Supplied passage: Begin

“Shortly after takeoff, I knew we were in trouble — everything looked, acted and sounded OK, but I watched the vertical speed indicator drop to zero. Knowing we had taken off from a strip located down in a mountain valley, that’s not a good thing. It was just after dusk, so I couldn’t see much, but I saw the tops of the trees — some of which were now above the wingtips. What I could not see was what was directly ahead because of the deck angle. I was concentrating on maintaining best angle of climb speed and checking that I had full power. We were in big trouble.”
Sandy Schenk was telling me all this in a cold, dispassionate voice, as if he were a highly experienced surgeon discussing a difficult case that turned out badly. This is not surprising, because a talented surgeon is exactly what Schenk is. What is surprising is the response this pilot surgeon had to a devastating accident that left him severely burned and subjected him to 24 surgical procedures. You can see the skin grafts on his face, and you can easily see the stubs he has for fingers when you meet him. All the more surprising, then, is this: Schenk is a busy surgeon today, and he has logged 2,000 hours since the accident. He owns and flies a Piper Seneca as you read this. Talk about getting back on the horse that threw you.

Supplied passage: End

● Activity A
Echo the Sandy Schenk passage from "Sandy Schenk was" up to and including "that threw you.".
● Activity B
Answer these from the Sandy Schenk passage:
(i) What instrument did the speaker watch drop to zero shortly after takeoff?
(ii) How many surgical procedures did the accident subject Schenk to?
(iii) What airplane does Schenk own and fly?

Supplied data: Begin

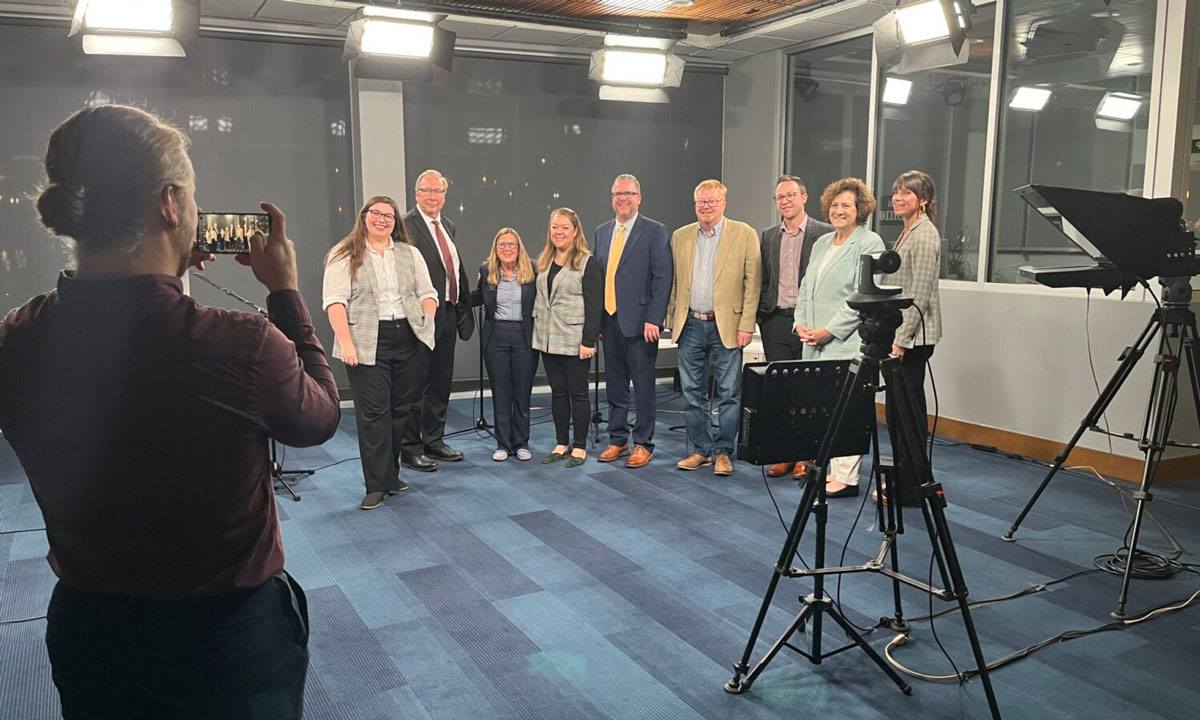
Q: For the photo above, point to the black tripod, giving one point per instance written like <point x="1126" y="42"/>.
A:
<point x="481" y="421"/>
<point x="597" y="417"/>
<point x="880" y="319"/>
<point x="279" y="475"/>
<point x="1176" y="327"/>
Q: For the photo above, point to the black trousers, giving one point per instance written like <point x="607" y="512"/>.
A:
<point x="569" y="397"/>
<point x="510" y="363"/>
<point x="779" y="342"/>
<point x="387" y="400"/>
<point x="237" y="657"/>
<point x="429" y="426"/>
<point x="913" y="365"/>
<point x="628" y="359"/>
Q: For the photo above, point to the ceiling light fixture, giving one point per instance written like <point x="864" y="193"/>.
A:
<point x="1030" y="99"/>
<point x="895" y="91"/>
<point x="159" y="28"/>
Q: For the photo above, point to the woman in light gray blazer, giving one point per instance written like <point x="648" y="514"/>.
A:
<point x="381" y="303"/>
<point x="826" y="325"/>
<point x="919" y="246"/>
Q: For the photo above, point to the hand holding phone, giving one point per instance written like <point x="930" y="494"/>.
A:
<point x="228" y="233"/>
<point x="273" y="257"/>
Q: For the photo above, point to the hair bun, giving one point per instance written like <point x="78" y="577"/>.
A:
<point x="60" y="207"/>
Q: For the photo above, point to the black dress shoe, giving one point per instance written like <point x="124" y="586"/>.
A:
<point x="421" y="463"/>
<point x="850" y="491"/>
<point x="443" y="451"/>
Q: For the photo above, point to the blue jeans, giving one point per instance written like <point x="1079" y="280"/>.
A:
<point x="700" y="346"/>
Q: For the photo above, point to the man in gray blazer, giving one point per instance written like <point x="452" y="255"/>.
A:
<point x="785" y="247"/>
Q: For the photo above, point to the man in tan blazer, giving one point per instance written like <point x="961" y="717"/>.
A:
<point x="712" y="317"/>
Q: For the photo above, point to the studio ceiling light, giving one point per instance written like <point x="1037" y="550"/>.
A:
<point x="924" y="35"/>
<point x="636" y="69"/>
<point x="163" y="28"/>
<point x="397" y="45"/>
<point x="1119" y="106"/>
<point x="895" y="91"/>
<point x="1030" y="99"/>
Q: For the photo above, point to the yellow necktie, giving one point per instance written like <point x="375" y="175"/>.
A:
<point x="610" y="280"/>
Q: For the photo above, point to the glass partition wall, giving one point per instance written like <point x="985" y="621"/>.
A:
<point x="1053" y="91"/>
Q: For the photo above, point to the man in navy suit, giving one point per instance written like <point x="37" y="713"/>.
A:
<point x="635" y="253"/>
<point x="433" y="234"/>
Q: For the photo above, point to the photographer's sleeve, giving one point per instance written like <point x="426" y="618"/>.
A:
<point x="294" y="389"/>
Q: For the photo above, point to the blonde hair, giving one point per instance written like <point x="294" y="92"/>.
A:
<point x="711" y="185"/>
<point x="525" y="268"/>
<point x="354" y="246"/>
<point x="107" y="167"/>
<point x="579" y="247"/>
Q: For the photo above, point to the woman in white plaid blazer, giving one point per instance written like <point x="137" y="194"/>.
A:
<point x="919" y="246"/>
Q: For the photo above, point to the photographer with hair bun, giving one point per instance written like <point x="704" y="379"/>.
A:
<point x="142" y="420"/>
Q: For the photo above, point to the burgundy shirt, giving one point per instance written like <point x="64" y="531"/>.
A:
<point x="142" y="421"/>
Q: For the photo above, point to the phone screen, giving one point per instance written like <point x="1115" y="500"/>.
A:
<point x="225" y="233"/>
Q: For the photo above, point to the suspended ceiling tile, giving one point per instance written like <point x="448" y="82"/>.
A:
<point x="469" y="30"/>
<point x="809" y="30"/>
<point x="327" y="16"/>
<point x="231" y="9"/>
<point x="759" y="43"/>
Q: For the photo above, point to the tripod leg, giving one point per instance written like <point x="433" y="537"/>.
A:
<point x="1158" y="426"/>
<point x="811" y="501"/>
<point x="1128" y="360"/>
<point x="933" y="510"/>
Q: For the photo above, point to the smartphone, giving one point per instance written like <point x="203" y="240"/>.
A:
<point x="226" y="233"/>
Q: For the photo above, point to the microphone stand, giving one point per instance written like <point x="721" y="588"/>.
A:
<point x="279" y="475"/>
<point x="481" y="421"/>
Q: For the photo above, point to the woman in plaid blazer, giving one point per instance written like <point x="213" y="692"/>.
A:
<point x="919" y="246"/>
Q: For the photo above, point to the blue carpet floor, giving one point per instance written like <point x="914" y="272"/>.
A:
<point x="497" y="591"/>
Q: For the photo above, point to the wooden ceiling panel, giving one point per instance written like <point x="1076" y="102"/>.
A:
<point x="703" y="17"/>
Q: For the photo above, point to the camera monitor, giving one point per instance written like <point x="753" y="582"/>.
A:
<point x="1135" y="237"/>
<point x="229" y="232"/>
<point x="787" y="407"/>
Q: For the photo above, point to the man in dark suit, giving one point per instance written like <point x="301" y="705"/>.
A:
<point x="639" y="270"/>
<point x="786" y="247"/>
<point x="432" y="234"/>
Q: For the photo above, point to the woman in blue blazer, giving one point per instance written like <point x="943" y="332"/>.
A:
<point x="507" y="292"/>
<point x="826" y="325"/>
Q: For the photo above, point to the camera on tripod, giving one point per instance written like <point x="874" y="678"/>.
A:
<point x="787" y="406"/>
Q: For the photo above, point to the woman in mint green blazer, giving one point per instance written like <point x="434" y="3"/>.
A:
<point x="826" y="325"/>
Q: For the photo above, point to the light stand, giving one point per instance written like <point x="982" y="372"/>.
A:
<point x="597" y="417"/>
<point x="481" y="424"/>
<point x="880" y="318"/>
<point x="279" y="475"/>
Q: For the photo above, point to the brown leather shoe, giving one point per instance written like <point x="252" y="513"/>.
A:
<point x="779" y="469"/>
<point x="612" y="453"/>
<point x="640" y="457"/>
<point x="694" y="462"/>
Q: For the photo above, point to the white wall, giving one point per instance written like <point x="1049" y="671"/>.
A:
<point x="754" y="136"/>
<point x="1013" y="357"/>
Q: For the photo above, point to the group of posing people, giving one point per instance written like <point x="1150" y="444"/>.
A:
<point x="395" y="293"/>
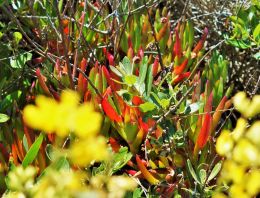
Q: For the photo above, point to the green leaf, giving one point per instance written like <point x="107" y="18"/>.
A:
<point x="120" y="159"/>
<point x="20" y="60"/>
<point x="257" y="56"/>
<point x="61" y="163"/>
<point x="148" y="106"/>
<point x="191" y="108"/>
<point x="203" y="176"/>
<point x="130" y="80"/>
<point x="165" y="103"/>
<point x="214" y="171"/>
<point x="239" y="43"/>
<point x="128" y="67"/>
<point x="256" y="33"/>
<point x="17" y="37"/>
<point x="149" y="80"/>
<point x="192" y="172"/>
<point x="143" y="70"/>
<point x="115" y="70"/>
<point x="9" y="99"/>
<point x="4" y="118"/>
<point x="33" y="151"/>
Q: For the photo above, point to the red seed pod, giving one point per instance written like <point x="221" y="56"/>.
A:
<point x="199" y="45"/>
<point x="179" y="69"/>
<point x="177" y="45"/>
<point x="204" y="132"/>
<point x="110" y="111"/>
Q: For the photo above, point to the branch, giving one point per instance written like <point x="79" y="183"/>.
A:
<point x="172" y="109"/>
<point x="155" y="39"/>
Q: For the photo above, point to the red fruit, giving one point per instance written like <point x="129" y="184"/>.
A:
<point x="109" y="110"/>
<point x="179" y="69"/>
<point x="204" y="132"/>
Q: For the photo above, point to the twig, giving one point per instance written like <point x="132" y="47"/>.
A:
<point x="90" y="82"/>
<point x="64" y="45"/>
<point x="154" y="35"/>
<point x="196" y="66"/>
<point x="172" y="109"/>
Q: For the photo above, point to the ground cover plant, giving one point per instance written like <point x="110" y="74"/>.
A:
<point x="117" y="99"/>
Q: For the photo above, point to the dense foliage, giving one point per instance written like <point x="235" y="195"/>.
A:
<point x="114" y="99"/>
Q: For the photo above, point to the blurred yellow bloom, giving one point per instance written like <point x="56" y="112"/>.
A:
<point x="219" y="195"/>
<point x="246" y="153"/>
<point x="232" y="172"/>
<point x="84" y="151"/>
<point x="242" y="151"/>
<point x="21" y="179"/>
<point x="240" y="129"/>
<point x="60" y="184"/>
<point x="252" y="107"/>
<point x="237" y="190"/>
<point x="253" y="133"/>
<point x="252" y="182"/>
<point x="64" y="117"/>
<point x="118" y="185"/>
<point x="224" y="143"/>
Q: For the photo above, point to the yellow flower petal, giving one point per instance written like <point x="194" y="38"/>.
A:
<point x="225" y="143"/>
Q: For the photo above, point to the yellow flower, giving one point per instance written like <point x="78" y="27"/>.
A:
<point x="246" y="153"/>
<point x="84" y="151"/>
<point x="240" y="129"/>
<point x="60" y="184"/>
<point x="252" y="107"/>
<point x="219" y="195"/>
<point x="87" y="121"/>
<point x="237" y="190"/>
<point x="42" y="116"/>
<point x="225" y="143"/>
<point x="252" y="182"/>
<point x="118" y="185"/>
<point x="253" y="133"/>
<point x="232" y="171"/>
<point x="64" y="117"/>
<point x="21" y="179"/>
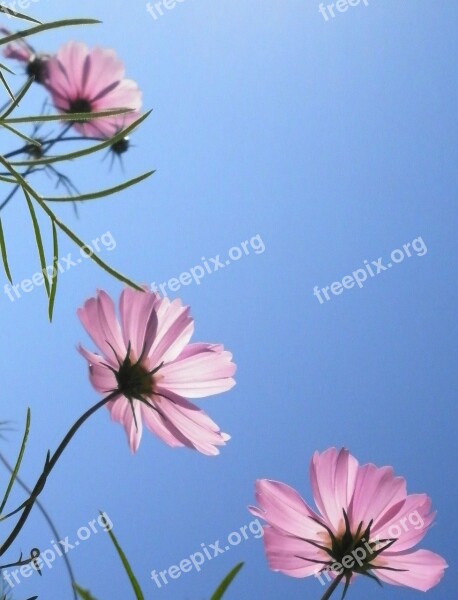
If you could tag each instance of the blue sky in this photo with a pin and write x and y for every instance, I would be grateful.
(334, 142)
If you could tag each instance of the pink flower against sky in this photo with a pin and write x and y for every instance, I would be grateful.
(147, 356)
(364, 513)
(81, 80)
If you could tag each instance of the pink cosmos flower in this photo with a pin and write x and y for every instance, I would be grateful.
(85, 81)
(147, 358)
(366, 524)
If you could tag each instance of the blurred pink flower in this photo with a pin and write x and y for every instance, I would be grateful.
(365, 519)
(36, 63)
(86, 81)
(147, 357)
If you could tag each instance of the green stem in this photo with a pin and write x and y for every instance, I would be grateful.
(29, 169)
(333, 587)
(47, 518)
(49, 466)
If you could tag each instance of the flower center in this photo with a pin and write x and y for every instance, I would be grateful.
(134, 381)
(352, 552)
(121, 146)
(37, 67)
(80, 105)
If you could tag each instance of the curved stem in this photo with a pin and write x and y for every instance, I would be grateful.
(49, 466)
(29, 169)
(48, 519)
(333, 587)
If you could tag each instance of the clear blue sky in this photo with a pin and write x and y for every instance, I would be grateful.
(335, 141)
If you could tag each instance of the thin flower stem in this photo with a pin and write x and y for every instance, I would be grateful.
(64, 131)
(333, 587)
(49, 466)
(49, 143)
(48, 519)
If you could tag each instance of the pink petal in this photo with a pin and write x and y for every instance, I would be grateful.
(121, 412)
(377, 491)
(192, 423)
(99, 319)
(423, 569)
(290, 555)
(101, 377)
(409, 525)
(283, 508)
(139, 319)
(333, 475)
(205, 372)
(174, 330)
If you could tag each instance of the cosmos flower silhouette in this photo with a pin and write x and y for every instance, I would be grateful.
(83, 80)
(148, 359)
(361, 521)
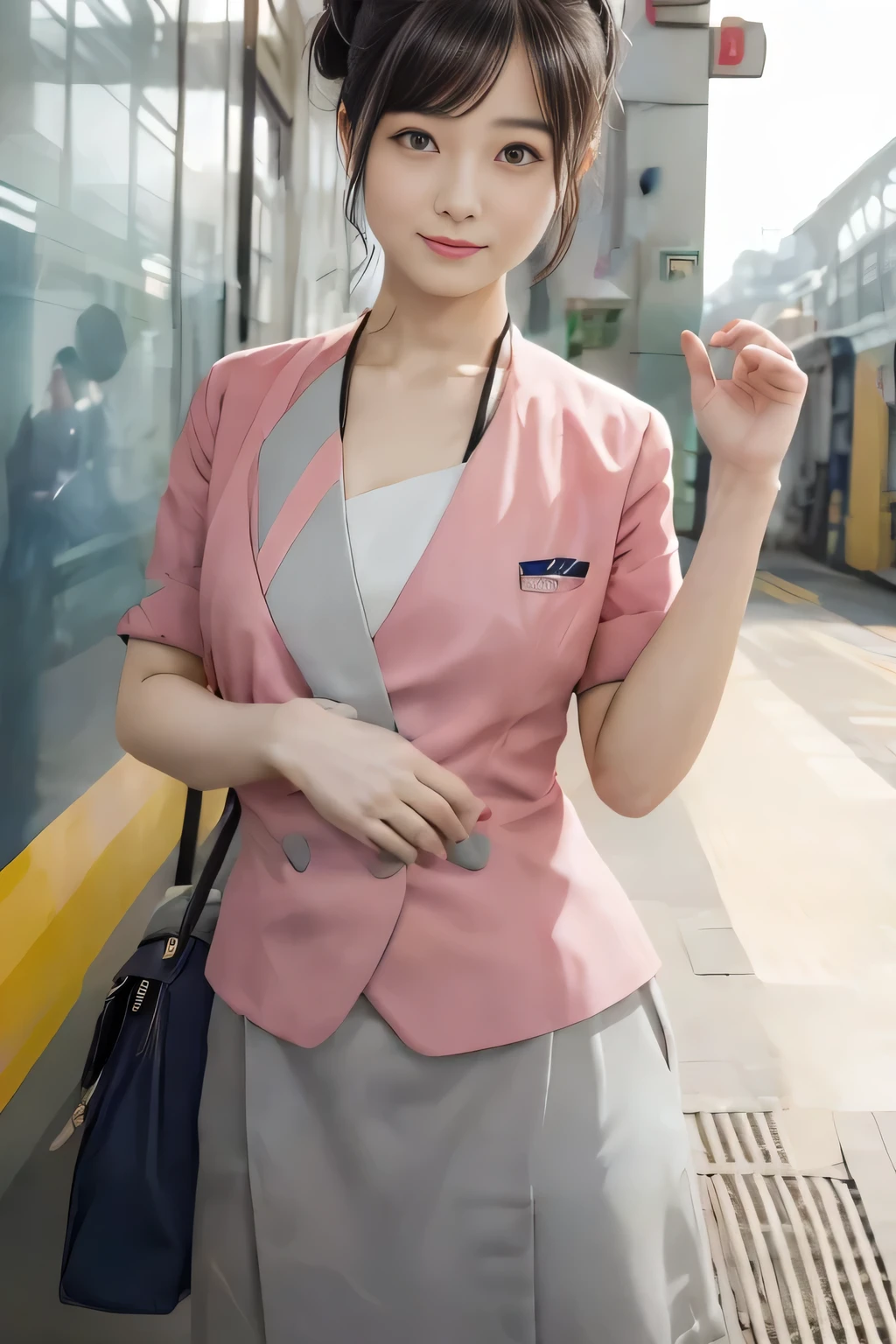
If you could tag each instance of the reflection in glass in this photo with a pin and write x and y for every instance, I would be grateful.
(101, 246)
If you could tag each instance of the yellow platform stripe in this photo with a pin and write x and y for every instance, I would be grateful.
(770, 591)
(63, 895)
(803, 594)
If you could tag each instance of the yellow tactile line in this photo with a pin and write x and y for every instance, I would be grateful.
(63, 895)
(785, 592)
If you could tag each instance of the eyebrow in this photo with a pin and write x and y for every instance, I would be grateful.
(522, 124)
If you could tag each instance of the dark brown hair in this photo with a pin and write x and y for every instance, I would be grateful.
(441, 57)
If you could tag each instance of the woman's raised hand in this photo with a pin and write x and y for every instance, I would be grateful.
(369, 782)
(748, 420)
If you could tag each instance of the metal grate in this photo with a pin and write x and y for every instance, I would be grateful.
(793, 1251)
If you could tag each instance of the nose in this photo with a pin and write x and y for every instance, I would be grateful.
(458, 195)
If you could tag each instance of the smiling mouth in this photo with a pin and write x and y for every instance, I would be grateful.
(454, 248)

Supplied data: End

● Exercise response A
Sandy Schenk was telling me all this in a cold, dispassionate voice, as if he were a highly experienced surgeon discussing a difficult case that turned out badly. This is not surprising, because a talented surgeon is exactly what Schenk is. What is surprising is the response this pilot surgeon had to a devastating accident that left him severely burned and subjected him to 24 surgical procedures. You can see the skin grafts on his face, and you can easily see the stubs he has for fingers when you meet him. All the more surprising, then, is this: Schenk is a busy surgeon today, and he has logged 2,000 hours since the accident. He owns and flies a Piper Seneca as you read this. Talk about getting back on the horse that threw you.

● Exercise response B
(i) The vertical speed indicator
(ii) 24
(iii) A Piper Seneca